(What you are asked to do) Copy all of the following lines word for word, with no changes.

******

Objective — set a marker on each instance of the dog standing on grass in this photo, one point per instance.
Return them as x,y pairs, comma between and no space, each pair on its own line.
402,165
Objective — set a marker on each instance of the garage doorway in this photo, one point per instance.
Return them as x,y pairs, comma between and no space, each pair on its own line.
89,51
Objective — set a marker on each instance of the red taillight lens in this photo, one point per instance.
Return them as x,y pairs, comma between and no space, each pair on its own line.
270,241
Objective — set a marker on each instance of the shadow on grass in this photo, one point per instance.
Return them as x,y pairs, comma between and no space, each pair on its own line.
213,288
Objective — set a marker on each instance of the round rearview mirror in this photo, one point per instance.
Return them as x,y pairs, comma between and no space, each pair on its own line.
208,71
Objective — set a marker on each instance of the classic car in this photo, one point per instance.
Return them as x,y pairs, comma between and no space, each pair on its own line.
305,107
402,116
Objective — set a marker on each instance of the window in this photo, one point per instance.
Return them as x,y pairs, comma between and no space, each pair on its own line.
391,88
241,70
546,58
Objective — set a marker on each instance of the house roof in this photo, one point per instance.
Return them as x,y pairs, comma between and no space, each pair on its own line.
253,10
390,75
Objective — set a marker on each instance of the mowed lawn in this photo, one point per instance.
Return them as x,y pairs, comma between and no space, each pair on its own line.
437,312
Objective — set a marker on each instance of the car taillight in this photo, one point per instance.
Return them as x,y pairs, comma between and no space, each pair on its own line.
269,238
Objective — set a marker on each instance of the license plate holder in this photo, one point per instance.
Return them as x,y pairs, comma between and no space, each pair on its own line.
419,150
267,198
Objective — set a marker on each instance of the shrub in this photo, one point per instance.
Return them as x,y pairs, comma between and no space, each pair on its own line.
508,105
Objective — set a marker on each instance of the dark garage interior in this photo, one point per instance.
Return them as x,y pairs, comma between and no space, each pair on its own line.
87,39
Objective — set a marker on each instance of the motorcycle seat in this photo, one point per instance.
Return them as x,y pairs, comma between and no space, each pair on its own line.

******

(Full solution)
Objective — set a marker on each instance of the dog standing on grass in this photo, one point per instance.
Return them as x,y pairs, comma between and no space, each pair on its own line.
402,165
Objective — set a marker on each instance of the garage doorway in this photo, one point per instance.
Return them as x,y pairs, comma between and no space, each pair on its own line.
89,51
Objective — set a marker on each instance of the red taillight lens in this photo, one point per instance.
Return them as x,y pairs, comma between and no space, each pair on its own line.
270,241
Objective — set a marker on each instance of the shadow on grass in this photo, one point per instance.
Return them as x,y pairs, comma between and no space, each pair on its own line.
213,288
Objective — set a marker on each instance of the round rearview mirror in this photo, one point per instance.
Return them as x,y pairs, comma between and no space, each pair on its own line.
208,71
Objective — set a marker on each instance of the classic car in this photo, one point per instance.
Return them as x,y pairs, comma between and no space, each pair on its own line.
305,107
402,116
Objective — set a marker on each instance of the window in this photo, one point per instance.
Return them as x,y pairs, comma between and no space, each pair on its own line.
391,88
241,70
546,58
Objective — set a marker on each instance of the house roof in this photo, one point per instance.
Return them as x,y pairs, comma between and no space, each pair on its own line.
253,10
390,75
Objective — set a marker on each instance of the mowed lawn in this photo, one point per instance.
Return them as x,y pairs, comma between and no space, each pair on its own line.
437,312
Objective — set a marker on each instance of the car taillight in this photo, one point per instance.
Return them as x,y pairs, comma between and no space, each pair on its own line.
269,238
Objective — set a marker on each instance of the license plate holder in this photo, one point per instance.
Return them as x,y pairs, comma between and no space, each pair on its own line.
419,150
267,198
Objective — set a marker on each instance of the shrub in this photo, one point per instance.
Return them as x,y pairs, comma between and no space, each pair on its own line.
508,105
Objective — set a marker on each instance of the dark garage interior in this photo, one point per instance.
Return them as x,y pairs, comma between and no space, each pair on its own line.
87,39
Objective — set a marker on each instance of the motorcycle seat in this photo, one point per instance.
Return them as x,y pairs, comma between and no space, each pair on its own line.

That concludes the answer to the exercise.